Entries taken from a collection
• • • •

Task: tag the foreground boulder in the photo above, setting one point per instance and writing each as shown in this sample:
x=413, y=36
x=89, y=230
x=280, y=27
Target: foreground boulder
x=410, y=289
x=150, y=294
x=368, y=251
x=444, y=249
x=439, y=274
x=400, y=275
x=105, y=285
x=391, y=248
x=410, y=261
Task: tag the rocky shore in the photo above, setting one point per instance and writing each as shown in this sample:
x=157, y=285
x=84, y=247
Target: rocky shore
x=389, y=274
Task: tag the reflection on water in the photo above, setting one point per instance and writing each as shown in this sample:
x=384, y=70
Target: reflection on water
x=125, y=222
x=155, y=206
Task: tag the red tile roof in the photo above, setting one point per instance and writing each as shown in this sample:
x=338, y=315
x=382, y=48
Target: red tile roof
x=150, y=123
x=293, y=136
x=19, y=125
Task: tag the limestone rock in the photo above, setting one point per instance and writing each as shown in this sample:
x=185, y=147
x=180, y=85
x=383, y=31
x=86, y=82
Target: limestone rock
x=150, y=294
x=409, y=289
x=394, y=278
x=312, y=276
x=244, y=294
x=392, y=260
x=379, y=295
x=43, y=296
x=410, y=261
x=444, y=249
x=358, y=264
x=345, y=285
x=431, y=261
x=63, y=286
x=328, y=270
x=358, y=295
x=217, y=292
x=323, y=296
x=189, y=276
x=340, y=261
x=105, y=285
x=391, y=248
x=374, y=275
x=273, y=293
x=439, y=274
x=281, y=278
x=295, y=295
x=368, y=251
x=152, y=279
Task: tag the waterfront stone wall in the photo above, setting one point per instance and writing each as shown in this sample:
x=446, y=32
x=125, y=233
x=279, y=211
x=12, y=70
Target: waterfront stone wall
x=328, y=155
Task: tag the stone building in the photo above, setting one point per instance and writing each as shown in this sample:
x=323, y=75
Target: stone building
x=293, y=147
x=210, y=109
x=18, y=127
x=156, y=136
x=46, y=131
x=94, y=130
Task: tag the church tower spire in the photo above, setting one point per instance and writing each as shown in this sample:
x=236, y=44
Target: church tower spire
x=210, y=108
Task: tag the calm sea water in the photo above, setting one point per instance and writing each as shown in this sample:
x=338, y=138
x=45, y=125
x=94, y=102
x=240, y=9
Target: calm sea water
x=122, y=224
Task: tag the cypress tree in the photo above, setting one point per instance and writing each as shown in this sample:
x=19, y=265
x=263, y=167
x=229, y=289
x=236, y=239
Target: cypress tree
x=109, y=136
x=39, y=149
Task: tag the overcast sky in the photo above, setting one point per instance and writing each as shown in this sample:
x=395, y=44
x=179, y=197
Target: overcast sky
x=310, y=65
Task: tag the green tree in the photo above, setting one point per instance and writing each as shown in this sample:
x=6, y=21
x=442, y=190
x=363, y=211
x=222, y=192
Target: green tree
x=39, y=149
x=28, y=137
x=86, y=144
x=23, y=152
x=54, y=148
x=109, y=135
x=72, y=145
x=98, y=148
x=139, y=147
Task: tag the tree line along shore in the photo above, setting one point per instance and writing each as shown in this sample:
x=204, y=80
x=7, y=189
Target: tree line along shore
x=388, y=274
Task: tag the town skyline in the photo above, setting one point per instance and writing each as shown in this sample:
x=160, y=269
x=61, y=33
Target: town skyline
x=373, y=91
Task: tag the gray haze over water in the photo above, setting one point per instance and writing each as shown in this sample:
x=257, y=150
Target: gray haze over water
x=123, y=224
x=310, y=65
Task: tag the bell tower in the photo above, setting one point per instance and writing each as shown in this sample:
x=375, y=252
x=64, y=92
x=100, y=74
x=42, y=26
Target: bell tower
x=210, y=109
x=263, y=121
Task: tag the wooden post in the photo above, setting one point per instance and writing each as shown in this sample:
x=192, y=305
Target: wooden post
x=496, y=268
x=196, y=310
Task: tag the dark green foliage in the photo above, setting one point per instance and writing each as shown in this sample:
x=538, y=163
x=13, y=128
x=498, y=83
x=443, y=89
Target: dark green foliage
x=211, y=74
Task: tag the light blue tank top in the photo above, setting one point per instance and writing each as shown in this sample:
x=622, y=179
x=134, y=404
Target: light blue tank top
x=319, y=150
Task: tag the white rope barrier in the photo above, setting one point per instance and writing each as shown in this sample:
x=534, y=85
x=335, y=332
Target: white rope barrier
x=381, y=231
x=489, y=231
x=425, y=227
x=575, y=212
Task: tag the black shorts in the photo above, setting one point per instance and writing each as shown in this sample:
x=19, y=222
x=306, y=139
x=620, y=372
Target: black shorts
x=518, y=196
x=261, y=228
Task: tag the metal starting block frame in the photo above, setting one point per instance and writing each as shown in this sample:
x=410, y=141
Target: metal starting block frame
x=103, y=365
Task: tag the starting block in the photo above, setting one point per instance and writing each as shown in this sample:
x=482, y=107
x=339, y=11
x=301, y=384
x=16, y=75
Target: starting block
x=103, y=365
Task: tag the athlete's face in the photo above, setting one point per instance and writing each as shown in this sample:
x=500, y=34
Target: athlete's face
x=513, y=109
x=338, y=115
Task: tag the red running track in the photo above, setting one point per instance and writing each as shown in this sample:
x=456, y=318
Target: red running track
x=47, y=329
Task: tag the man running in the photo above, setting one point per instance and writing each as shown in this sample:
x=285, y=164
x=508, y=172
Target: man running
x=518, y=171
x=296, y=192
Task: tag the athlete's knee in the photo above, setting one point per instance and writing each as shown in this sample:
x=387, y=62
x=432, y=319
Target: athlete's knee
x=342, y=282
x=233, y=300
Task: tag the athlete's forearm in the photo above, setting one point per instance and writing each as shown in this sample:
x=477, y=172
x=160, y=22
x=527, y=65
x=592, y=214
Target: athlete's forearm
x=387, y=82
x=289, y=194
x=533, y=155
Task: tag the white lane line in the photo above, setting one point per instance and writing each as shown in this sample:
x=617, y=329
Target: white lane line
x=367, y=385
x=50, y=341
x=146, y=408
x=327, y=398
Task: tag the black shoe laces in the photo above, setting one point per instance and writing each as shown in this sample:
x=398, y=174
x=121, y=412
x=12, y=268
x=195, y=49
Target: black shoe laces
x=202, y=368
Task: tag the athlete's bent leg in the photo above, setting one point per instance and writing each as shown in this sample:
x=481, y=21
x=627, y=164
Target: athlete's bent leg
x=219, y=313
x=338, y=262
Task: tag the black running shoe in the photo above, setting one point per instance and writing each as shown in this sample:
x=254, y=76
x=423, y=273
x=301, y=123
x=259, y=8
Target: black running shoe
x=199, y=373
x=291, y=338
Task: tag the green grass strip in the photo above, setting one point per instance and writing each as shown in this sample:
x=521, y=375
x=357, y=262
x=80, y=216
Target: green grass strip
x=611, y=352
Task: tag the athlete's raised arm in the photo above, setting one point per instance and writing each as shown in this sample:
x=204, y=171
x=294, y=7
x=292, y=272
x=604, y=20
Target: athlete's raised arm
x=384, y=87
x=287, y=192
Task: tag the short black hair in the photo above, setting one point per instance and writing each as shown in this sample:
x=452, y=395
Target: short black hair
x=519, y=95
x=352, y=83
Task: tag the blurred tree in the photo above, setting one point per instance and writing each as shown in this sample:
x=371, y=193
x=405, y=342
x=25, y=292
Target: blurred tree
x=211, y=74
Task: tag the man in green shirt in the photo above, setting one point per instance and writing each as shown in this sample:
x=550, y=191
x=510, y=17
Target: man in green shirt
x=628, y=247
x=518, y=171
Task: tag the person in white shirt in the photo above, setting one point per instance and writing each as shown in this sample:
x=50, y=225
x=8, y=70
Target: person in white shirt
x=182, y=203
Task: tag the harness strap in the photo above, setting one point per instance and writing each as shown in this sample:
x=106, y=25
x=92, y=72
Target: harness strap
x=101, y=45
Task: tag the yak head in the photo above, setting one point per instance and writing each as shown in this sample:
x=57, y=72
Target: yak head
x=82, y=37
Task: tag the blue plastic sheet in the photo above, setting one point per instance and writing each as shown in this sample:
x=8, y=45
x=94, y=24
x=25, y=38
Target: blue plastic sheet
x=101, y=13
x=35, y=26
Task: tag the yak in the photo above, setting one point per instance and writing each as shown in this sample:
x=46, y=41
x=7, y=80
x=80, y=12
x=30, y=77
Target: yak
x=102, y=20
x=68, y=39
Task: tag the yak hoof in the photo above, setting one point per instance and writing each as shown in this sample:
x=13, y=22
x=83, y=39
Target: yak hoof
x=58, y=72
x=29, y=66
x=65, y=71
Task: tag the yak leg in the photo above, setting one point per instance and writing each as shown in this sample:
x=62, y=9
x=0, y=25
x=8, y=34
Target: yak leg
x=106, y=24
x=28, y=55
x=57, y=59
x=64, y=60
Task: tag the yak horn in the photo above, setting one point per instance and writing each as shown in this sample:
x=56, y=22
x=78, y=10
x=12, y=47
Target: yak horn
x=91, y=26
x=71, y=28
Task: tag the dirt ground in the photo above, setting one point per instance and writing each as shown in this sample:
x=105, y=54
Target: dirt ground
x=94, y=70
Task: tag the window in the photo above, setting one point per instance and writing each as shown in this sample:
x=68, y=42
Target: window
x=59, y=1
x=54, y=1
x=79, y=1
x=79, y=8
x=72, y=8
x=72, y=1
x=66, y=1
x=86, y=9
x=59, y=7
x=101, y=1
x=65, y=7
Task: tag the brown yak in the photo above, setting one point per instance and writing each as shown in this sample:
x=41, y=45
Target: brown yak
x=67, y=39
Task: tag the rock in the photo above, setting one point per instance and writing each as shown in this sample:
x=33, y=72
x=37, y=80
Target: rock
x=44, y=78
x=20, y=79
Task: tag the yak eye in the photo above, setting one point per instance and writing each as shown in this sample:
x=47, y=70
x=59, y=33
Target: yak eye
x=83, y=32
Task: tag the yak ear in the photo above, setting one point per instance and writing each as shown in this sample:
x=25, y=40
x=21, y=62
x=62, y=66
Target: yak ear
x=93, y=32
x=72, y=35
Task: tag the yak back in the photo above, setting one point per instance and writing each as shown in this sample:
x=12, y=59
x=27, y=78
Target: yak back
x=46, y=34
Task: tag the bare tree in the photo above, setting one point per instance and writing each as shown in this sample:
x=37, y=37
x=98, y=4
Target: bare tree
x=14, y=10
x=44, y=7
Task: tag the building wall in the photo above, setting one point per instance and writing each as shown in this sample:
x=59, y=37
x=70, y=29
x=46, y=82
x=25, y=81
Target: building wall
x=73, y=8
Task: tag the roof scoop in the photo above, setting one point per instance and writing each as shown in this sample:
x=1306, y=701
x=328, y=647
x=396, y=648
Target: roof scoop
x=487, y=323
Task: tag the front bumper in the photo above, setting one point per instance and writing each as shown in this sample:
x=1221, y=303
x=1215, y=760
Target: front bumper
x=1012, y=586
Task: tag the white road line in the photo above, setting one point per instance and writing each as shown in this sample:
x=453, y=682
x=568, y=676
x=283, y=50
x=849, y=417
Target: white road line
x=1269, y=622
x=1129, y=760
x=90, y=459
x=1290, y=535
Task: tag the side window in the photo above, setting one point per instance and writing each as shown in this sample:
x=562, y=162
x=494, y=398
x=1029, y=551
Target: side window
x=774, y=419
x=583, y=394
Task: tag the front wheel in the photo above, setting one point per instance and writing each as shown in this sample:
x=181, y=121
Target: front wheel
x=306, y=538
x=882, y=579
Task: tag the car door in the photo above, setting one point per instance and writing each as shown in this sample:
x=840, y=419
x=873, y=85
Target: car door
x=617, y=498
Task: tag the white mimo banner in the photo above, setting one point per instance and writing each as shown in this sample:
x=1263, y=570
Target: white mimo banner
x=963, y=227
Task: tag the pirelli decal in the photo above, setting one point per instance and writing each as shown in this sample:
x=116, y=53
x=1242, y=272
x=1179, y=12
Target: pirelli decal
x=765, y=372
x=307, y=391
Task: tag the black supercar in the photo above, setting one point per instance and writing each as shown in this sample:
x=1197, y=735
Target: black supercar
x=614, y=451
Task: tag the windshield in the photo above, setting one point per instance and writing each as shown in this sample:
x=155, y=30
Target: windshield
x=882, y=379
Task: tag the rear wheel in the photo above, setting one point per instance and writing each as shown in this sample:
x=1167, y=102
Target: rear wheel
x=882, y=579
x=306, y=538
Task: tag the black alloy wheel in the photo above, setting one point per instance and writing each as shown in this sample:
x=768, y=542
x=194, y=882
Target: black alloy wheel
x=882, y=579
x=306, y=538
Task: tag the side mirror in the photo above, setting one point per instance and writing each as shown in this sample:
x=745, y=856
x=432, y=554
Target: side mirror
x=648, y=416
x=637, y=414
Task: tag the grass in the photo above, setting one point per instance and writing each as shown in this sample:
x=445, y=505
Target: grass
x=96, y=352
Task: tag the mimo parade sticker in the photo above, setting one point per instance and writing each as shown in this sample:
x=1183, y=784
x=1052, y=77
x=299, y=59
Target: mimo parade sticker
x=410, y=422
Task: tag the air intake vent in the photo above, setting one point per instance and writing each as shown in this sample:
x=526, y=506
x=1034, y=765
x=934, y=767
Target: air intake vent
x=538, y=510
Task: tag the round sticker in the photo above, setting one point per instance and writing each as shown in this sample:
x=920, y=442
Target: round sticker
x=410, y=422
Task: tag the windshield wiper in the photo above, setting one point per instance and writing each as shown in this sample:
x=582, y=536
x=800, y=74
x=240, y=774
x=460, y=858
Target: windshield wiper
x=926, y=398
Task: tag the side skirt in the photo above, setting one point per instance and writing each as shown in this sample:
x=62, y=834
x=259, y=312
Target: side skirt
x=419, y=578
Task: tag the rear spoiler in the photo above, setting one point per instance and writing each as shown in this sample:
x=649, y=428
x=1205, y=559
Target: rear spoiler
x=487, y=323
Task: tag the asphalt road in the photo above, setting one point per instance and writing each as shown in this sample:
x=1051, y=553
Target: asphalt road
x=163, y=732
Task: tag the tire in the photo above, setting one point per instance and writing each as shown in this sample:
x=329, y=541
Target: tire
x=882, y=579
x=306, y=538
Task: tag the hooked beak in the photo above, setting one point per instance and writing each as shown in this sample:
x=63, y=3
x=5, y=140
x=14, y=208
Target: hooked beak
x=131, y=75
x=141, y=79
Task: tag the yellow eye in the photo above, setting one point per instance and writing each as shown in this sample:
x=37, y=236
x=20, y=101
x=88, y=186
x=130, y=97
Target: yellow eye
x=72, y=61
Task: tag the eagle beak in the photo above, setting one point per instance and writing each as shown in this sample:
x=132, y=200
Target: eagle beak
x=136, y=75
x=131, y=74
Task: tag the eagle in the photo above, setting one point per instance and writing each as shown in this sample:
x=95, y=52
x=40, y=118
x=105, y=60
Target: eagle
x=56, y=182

• • • •

### Problem
Scale the listing from the line containing "Task: tag the brown" up to and including the line containing "x=583, y=394" by writing out all of those lines again with every answer coordinate multiplied by 1.95 and rounded to a whole number, halves rounding up. Copy every other line in that range unchanged, including the sample coordinates.

### Task response
Task: tag the brown yak in the photo above, setting one point per instance and writing each as shown in this sample:
x=41, y=45
Target: brown yak
x=131, y=76
Task: tag the rock in the photo above, setting one point per instance and writing each as shown in this sample:
x=33, y=72
x=37, y=80
Target: rock
x=86, y=152
x=39, y=154
Task: tag the yak eye in the photo above, setting one point per instance and writing each as shown in this sample:
x=47, y=70
x=59, y=33
Target: yak eye
x=162, y=62
Task: tag the yak ear in the photo above, setting one point per instance and writing each as shown in this sample:
x=25, y=40
x=21, y=62
x=62, y=66
Target: yak ear
x=181, y=62
x=140, y=68
Task: tag the yak back in the photo above, setting one point per instance and writing each as shown in this sample:
x=12, y=59
x=27, y=78
Target: yak back
x=90, y=66
Task: tag the bare tree in the photo above, setting one point per instance and writing each as shown in this sample:
x=37, y=37
x=98, y=4
Target: bare tree
x=27, y=20
x=86, y=14
Task: tag the building wall in the photo above, setting one point per instance and writing each as shown in this sample:
x=59, y=37
x=70, y=29
x=46, y=82
x=25, y=81
Target: building wall
x=142, y=16
Task: tag the roof scoop in the photo above, setting one point per instance and writing each as shown in this sample:
x=1306, y=701
x=328, y=647
x=396, y=648
Target: roof scoop
x=950, y=630
Task: tag the front bumper in the photo above, setting one point per instance and writing each as shown in this sample:
x=1221, y=303
x=1215, y=760
Target: front bumper
x=1973, y=1143
Task: tag the white road line in the photo above, setting one point per instance and writing each as shown in this sample:
x=453, y=682
x=568, y=676
x=283, y=50
x=849, y=417
Target: white road line
x=2475, y=1213
x=2202, y=1482
x=176, y=895
x=2516, y=1043
Task: tag the side window in the photo above, setting one point per instance and writing each as shown in this sample:
x=562, y=162
x=494, y=398
x=1029, y=551
Target: side window
x=1509, y=817
x=1137, y=768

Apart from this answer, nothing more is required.